▶ _Passage to read_:
Audre Lorde  Sister Outsider: Essays and Speeches

Will I be banned from all future lesbian or feminist literary discussions if I admit that Lorde’s essays are a much bigger influence on me than her poetry?  I still have my first copy of Sister Outsider, the 1984 Crossing Press paperback, with the words I needed at age 24 highlighted.  At 47, different lines in the same essays now speak to me:

In becoming forcibly and essentially aware of my mortality, and of what I wished and wanted for my life, however short it might be, priorities and omissions became strongly etched in a merciless light, and what I most regretted were my silences.

Julia Penelope Speaking Freely: Unlearning the Lies of the Fathers’ Tongues

I’ve been re-reading sections of this radical grammar guide for 18 years, and I still struggle with assimilating its implications.  On first reading, what shook me most was Julia’s description of how English structures allow transitive verbs to become participles, and then to drop the agent altogether.  Thus Men batter women becomes Women are battered and then, in the news, in government reports, and in our own minds, battered women, the violence merely one natural characteristic of women rather than an action purposefully taken against us.  Now, as I try to write about the politics of fear, I am struggling again and again through her chapter on predicate semantics, especially the psych-predicates, which allow the people experiencing an emotional state to express that state by asserting that they are not agents but rather merely objects acted upon by stated or unstated others; there is a vast and vital enemy combatant confinement system difference between I am feeling afraid and You frighten me. Any of us who want to undo that system must, in fact, mind our p’s and q’s and passives and predicates.

Judy Grahn, “A Woman is Talking to Death”

What does it mean to live intimately with a poem for 20 years? To carry that poem so deeply that its words seem nearly your own?

When the news exploded across my office that blue-skied morning that planes had hit the towers in New York, I rushed to the web to see it for myself, to know if it was a fact even though I wasn’t there. The first sentence to cohere in my mind was this: all the chickens come home to roost/all of them. Meaning not the folk saying, common enough in my childhood with its actual chickens and actual roosts, but that maybe the hijackers, terrorists as they would so soon come to be called, maybe they were Josie’s babies. Not the babies of any Josie I’ve ever known, but of a girl Judy Grahn knew, so many years ago, a brown-skinned girl, pregnant at 13.

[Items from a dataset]
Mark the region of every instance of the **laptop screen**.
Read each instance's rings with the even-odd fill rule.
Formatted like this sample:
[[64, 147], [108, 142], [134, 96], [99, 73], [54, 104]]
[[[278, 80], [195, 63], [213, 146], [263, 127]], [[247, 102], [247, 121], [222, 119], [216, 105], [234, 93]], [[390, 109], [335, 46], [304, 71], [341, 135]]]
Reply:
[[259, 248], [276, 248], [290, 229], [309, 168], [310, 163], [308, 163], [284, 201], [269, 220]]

▶ _Exercise 1_:
Using the passage about Lorde, Penelope, and Grahn, mark each statement yes or no and quote the words that decide it: (a) The writer still owns a first copy of Sister Outsider. (b) The writer has been re-reading sections of Speaking Freely for 20 years. (c) Josie was a girl the writer knew.
▶ _Exercise 2_:
Answer these from the passage about Lorde, Penelope, and Grahn:
(a) At what age did the writer highlight lines in a first copy of Sister Outsider?
(b) Which chapter of Speaking Freely is the writer struggling through while writing about the politics of fear?
(c) How old was the brown-skinned girl when she was pregnant?

▶ _Correct output 1_:
(a) Yes: "I still have my first copy of Sister Outsider, the 1984 Crossing Press paperback"
(b) No: "I’ve been re-reading sections of this radical grammar guide for 18 years"
(c) No: "Not the babies of any Josie I’ve ever known, but of a girl Judy Grahn knew"

▶ _Correct output 2_:
(a) 24
(b) The chapter on predicate semantics
(c) 13